**Aim of the exercise:** Find every line in the material below that contains the word "tower", and copy each of those lines in full.

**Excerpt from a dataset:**
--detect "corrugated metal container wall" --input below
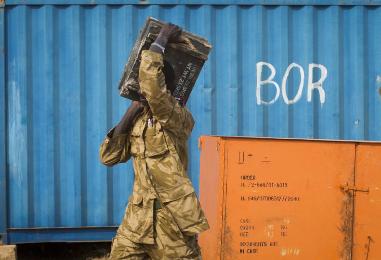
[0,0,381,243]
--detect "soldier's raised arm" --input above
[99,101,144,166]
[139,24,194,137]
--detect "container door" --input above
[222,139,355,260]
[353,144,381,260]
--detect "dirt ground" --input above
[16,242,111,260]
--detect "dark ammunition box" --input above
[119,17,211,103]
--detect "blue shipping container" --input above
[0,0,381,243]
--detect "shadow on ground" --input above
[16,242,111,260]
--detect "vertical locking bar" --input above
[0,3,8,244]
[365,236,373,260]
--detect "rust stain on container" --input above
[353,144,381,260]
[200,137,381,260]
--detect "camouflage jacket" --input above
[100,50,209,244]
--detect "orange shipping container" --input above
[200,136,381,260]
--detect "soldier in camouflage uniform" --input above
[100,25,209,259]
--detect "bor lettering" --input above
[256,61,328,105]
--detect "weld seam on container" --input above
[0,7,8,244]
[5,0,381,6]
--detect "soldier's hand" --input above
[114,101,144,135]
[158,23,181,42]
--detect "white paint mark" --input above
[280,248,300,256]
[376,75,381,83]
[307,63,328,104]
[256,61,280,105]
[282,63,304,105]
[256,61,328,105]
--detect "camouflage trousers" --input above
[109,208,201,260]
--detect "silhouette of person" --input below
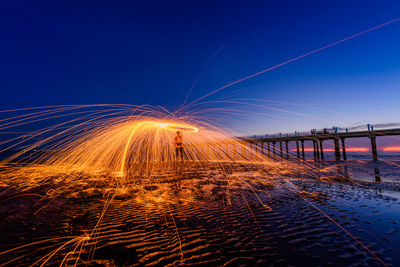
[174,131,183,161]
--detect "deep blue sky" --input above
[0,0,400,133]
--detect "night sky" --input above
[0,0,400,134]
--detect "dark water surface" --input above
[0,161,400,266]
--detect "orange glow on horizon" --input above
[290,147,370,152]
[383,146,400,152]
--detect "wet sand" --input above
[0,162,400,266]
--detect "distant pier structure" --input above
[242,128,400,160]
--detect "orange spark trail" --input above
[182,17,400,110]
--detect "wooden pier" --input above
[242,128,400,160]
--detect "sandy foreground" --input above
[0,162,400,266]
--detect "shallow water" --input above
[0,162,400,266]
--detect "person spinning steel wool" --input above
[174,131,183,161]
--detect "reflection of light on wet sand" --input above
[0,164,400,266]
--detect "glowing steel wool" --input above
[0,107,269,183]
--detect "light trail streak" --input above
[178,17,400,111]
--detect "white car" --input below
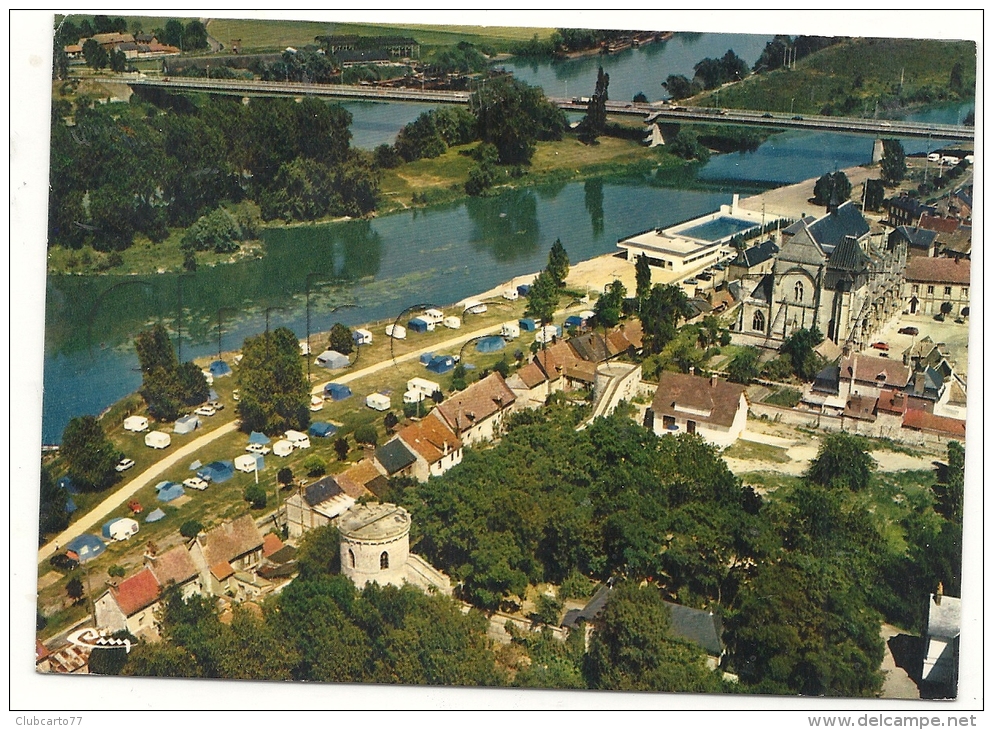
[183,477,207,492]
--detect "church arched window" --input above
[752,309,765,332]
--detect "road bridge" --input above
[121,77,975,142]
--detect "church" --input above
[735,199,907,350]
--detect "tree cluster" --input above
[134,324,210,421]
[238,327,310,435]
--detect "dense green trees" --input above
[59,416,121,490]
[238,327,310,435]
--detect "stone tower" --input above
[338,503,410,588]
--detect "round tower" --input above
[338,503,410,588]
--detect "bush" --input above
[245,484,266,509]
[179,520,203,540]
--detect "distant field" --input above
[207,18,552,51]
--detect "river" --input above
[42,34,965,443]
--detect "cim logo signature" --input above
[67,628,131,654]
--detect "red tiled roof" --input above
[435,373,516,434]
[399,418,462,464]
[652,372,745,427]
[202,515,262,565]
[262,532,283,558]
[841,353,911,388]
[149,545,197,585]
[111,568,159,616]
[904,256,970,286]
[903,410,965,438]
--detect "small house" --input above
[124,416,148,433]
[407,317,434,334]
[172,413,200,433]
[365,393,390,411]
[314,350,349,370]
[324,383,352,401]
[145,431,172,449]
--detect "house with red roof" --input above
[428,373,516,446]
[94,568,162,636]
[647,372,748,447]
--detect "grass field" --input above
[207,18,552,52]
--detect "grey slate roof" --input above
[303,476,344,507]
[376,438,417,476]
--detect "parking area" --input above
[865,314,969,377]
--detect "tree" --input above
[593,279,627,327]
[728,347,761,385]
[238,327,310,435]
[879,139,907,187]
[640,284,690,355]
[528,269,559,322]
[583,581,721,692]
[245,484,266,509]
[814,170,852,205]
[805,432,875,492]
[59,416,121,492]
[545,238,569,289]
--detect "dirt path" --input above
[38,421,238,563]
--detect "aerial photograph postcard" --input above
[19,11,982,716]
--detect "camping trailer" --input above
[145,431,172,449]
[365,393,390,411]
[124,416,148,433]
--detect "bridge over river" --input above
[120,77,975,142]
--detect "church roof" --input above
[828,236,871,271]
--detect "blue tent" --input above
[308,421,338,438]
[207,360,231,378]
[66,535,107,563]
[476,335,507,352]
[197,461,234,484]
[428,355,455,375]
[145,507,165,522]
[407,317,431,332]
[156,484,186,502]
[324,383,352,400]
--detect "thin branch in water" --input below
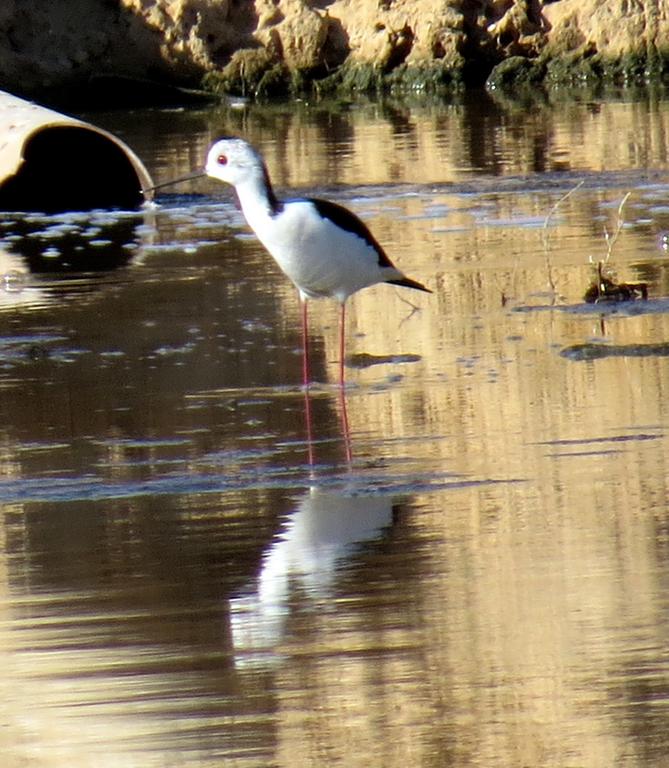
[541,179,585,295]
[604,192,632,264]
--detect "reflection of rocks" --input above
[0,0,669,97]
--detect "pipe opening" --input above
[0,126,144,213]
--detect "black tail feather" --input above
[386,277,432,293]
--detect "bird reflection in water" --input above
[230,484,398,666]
* * *
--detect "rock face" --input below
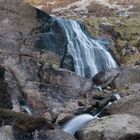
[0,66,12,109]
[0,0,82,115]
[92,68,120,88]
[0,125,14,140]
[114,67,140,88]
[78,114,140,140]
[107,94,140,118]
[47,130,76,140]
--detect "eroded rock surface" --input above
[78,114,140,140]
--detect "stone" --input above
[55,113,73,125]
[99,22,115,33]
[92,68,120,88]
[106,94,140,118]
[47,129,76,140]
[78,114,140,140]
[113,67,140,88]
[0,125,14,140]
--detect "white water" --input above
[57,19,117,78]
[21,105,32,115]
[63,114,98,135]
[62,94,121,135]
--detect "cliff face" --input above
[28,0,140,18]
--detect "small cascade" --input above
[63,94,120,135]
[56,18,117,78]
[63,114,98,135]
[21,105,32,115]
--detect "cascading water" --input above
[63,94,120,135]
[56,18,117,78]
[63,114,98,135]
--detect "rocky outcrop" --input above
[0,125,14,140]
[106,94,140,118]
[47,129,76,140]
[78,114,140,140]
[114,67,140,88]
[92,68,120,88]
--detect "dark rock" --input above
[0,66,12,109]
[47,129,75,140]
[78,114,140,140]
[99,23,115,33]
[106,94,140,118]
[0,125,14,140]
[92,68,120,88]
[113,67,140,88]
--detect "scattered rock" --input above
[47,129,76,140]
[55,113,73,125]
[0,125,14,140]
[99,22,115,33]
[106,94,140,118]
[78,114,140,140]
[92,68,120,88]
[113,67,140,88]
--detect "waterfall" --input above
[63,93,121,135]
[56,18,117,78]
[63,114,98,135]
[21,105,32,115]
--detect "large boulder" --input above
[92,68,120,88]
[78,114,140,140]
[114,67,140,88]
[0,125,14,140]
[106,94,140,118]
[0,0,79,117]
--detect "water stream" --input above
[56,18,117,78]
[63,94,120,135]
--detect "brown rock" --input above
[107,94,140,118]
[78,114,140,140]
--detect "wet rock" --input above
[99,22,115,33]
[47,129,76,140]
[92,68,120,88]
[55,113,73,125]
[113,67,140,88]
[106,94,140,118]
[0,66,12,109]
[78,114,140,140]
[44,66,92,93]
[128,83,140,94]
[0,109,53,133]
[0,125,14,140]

**Completed task:**
--detect "stone tower" --input above
--detect "round tower" --input above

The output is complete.